### Extract provided
########
It had been ten months since I had tasted those slithering noodles brewed in tangy, mustard Magic Masala. Oh, it was magic indeed!
I won’t deny, I have spent sleepless nights craving for its melting aroma and luscious taste. I have spent hours talking about it to my sister as we drowned ourselves in nostalgia and reminiscenced about the good old Maggi days.
“Remember, when we missed our school bus and happily opened our tiffins right on the bus stop to gulp it down?”
“Oh, man. Nothing can beat the snowy maggi at hilltop! What will they have now?”
And then my father quipped, ‘Meri hostel waali maggi’! Sigh.
It’s existence was un-debatable. It was our dal-roti, only that it was never taken for granted. We had grown up with it. It was a part of us.
So when there was a ban on Maggi, (Oh god, who’d have ever thought that!), there was chaos, national disruption and an ubiquitous symphony of outcry. There were memes and vines to sympathize.
But when they decided to make a comeback, they made sure it was with a bang. These heart-melting advertisements just did the trick!
My creed led a delightful, ecstatic roar. There were more memes and vines to celebrate its welcome than there had been to welcome Lalu Prasad Yadav back to the CM’s seat. My sister called up the grocery store twice to confirm when will it be back. “This Monday,” he said.
########
### Extracted material
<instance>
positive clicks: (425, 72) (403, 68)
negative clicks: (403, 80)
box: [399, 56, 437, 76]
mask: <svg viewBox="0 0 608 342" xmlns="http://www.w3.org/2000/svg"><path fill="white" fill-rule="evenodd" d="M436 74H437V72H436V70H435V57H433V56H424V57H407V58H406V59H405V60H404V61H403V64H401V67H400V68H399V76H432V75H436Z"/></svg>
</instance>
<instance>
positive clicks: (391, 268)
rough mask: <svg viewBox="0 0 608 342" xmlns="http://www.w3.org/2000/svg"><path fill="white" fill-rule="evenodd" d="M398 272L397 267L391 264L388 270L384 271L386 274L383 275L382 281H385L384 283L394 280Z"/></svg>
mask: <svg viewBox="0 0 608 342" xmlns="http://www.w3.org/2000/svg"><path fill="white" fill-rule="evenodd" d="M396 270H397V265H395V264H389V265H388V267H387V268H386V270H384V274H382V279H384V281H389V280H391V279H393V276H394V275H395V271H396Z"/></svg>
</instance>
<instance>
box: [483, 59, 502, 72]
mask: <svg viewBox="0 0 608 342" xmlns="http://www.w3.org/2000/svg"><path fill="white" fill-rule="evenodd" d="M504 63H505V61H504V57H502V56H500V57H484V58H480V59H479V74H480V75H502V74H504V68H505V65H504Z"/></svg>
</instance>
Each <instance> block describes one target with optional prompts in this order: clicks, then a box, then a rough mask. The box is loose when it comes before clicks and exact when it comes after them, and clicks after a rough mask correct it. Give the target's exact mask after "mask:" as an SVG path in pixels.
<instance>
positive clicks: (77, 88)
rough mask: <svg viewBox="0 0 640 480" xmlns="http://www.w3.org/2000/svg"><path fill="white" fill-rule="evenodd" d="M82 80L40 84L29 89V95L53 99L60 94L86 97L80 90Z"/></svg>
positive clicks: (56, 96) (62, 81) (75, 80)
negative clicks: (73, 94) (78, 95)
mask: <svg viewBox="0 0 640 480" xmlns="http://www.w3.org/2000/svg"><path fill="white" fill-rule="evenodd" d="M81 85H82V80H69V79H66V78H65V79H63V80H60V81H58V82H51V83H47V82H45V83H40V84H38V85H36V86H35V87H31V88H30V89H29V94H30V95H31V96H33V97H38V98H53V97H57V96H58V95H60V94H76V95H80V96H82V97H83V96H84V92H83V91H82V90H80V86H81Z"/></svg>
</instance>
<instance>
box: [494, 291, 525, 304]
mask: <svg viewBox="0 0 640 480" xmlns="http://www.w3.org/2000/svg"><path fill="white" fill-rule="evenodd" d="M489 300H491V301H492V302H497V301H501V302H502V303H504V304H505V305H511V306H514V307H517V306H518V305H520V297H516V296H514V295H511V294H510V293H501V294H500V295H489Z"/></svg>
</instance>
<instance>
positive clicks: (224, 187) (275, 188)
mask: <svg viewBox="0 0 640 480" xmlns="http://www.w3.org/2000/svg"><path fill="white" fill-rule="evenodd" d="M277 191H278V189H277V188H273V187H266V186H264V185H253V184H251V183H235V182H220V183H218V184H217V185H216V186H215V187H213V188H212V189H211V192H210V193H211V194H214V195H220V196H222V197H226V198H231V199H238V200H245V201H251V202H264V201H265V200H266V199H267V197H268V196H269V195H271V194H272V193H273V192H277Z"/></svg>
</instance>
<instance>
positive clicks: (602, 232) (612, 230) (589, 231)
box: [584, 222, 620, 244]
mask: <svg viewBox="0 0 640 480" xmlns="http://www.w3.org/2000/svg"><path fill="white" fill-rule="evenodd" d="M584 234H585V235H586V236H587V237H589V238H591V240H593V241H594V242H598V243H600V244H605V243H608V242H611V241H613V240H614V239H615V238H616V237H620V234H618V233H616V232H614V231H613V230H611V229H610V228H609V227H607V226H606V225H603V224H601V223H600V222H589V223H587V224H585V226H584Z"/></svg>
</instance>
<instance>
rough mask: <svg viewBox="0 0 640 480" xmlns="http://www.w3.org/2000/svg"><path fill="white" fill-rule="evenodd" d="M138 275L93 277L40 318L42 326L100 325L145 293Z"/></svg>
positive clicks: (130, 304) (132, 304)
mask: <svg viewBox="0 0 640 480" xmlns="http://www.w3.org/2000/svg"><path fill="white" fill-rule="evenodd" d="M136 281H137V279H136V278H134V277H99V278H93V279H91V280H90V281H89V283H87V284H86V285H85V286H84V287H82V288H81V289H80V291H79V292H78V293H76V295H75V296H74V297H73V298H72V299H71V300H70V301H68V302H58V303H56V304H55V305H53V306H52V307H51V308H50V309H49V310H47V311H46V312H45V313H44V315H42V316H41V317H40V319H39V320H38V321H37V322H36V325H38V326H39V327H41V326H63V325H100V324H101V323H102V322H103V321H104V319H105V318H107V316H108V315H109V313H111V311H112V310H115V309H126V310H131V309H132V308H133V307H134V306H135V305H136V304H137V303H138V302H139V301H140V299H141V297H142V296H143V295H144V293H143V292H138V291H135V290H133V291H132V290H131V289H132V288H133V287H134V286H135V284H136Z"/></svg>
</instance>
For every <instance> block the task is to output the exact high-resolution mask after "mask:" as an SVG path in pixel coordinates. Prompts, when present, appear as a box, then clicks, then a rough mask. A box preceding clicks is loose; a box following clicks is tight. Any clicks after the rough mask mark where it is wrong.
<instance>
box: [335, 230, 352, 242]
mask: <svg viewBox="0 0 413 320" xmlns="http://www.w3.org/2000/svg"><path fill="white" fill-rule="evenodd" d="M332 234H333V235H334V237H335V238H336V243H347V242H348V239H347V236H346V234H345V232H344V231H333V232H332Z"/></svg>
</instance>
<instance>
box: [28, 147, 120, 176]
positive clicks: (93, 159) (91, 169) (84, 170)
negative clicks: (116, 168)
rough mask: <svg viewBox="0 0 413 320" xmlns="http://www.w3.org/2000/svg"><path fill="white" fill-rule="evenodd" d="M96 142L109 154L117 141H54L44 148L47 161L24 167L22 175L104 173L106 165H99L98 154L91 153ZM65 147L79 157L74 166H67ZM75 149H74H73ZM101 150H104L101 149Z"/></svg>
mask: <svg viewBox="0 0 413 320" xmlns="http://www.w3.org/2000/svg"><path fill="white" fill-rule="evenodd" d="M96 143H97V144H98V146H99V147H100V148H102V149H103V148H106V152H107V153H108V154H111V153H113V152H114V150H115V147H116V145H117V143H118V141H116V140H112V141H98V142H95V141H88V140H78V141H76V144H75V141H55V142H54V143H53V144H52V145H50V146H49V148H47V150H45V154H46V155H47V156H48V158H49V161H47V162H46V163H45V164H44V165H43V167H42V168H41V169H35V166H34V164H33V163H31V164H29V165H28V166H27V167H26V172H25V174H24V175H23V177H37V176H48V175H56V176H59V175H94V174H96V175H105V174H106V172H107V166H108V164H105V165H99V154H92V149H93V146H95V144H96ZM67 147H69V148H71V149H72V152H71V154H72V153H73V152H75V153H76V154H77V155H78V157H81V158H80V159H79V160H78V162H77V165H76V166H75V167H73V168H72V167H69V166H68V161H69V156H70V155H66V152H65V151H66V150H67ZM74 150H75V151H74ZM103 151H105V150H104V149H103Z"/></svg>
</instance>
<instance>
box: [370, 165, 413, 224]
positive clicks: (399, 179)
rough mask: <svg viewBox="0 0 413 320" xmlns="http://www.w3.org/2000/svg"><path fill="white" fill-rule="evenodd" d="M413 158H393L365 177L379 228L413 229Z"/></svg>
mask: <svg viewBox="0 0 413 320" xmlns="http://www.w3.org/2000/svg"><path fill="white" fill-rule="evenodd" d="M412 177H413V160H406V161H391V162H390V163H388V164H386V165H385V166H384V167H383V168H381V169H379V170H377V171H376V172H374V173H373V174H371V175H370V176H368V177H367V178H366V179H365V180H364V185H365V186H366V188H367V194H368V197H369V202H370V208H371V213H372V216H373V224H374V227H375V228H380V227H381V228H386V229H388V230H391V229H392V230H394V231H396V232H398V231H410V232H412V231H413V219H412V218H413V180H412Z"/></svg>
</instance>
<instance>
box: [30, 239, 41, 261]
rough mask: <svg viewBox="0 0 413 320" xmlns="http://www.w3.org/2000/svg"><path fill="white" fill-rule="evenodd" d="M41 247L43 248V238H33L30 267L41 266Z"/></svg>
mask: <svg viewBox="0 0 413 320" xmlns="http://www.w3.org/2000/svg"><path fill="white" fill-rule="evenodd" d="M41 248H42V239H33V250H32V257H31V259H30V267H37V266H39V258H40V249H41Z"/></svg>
########
### Task 1
In the Maggi piece, how long had it been since the writer last tasted the noodles?
### Task 2
Rewrite the Maggi piece from "I won’t deny, I" to "part of us.", substituting "uncle" for "father".

### Answer section 1
Ten months.

### Answer section 2
I won’t deny, I have spent sleepless nights craving for its melting aroma and luscious taste. I have spent hours talking about it to my sister as we drowned ourselves in nostalgia and reminiscenced about the good old Maggi days.
“Remember, when we missed our school bus and happily opened our tiffins right on the bus stop to gulp it down?”
“Oh, man. Nothing can beat the snowy maggi at hilltop! What will they have now?”
And then my uncle quipped, ‘Meri hostel waali maggi’! Sigh.
It’s existence was un-debatable. It was our dal-roti, only that it was never taken for granted. We had grown up with it. It was a part of us.